→ Problem requirements:
Would you please return every line from the listing that contains the word "below"?

→ Input for this task:
*** Begin section ***
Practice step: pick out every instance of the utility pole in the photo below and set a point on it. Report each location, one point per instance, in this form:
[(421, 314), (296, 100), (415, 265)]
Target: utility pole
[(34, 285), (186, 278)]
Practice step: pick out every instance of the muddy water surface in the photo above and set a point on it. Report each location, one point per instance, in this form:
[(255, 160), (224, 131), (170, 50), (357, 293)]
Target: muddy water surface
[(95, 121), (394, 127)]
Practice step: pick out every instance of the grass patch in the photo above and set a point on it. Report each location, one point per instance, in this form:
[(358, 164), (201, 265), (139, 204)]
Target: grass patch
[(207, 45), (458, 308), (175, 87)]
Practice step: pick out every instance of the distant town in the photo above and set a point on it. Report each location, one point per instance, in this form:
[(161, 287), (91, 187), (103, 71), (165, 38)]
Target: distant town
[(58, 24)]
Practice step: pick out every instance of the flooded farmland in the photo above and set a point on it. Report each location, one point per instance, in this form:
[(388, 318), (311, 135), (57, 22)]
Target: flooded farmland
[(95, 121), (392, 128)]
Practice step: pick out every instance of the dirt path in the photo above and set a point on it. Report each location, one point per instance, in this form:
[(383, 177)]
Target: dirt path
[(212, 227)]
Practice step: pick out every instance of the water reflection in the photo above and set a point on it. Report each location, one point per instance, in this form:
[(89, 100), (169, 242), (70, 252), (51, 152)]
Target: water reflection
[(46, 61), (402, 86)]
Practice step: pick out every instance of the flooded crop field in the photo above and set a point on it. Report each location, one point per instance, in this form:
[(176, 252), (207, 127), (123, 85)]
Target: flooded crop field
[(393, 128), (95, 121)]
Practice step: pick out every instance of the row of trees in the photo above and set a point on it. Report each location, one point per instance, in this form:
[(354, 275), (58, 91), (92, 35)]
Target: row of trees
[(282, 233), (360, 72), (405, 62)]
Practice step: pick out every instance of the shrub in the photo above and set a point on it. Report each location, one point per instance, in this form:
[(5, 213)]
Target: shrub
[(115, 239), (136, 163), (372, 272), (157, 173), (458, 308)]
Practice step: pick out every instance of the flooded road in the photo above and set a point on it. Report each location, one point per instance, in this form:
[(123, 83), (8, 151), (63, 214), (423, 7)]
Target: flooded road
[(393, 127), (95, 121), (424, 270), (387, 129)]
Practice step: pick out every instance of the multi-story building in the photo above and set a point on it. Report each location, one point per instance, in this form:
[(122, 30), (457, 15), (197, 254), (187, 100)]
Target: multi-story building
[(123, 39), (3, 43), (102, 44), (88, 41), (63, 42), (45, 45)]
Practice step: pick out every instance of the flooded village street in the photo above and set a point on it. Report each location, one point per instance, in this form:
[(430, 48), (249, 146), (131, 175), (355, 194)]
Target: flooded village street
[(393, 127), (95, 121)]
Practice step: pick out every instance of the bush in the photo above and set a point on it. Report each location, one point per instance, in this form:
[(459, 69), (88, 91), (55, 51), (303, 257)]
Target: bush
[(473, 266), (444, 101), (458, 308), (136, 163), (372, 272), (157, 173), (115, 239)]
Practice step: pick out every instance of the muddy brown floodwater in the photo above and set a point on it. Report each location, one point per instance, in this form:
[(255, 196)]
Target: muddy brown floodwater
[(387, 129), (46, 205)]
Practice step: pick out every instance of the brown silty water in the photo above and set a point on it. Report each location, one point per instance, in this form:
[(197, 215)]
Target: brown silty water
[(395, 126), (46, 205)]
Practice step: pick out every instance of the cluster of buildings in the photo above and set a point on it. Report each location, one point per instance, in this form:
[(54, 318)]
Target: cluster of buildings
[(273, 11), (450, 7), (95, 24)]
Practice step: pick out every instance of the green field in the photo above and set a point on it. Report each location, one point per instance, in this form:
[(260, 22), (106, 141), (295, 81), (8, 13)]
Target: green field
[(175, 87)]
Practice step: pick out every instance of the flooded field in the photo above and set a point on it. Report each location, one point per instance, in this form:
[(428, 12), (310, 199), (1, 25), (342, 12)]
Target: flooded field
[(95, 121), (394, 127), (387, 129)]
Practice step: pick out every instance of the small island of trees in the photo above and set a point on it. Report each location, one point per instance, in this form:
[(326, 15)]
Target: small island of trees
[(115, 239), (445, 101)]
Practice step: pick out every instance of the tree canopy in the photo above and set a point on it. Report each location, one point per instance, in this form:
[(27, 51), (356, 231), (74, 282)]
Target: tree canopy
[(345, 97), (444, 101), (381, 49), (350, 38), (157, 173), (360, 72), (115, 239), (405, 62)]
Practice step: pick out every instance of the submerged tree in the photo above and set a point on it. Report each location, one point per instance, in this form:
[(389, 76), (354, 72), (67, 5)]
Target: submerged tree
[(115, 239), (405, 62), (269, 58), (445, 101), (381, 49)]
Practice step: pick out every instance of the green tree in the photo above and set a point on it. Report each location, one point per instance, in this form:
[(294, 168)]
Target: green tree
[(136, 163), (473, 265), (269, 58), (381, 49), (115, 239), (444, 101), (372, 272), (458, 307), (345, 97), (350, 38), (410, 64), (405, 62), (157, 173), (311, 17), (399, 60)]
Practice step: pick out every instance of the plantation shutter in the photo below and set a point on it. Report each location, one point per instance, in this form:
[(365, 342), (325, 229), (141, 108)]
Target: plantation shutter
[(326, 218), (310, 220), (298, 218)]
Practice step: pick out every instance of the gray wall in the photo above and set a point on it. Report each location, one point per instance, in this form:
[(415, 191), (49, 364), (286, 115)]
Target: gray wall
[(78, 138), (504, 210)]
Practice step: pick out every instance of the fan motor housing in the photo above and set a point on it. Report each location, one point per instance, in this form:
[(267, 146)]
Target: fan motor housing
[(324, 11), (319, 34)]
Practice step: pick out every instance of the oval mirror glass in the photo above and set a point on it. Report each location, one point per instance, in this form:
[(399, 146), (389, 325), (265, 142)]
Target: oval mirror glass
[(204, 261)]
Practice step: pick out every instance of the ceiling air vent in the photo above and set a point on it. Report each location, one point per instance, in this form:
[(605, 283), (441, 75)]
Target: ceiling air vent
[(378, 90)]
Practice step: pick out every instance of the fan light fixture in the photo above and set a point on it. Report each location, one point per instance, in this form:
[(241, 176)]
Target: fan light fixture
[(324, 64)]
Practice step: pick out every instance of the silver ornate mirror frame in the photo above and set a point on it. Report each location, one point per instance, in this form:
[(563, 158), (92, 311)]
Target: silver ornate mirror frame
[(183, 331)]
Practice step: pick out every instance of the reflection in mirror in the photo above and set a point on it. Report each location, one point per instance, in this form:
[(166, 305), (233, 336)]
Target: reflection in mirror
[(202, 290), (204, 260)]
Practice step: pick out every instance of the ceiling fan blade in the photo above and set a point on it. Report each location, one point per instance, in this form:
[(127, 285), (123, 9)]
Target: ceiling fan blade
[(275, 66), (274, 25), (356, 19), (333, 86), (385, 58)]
*** End section ***
→ Worked solution:
Practice step: pick out every instance of the utility pole in the photo below and set a point on it. Report each location, one point per instance, in this form:
Practice step: pick out every instance of the plantation shutter in the photo below and set a point on it. Report each location, one point per instance, in this form:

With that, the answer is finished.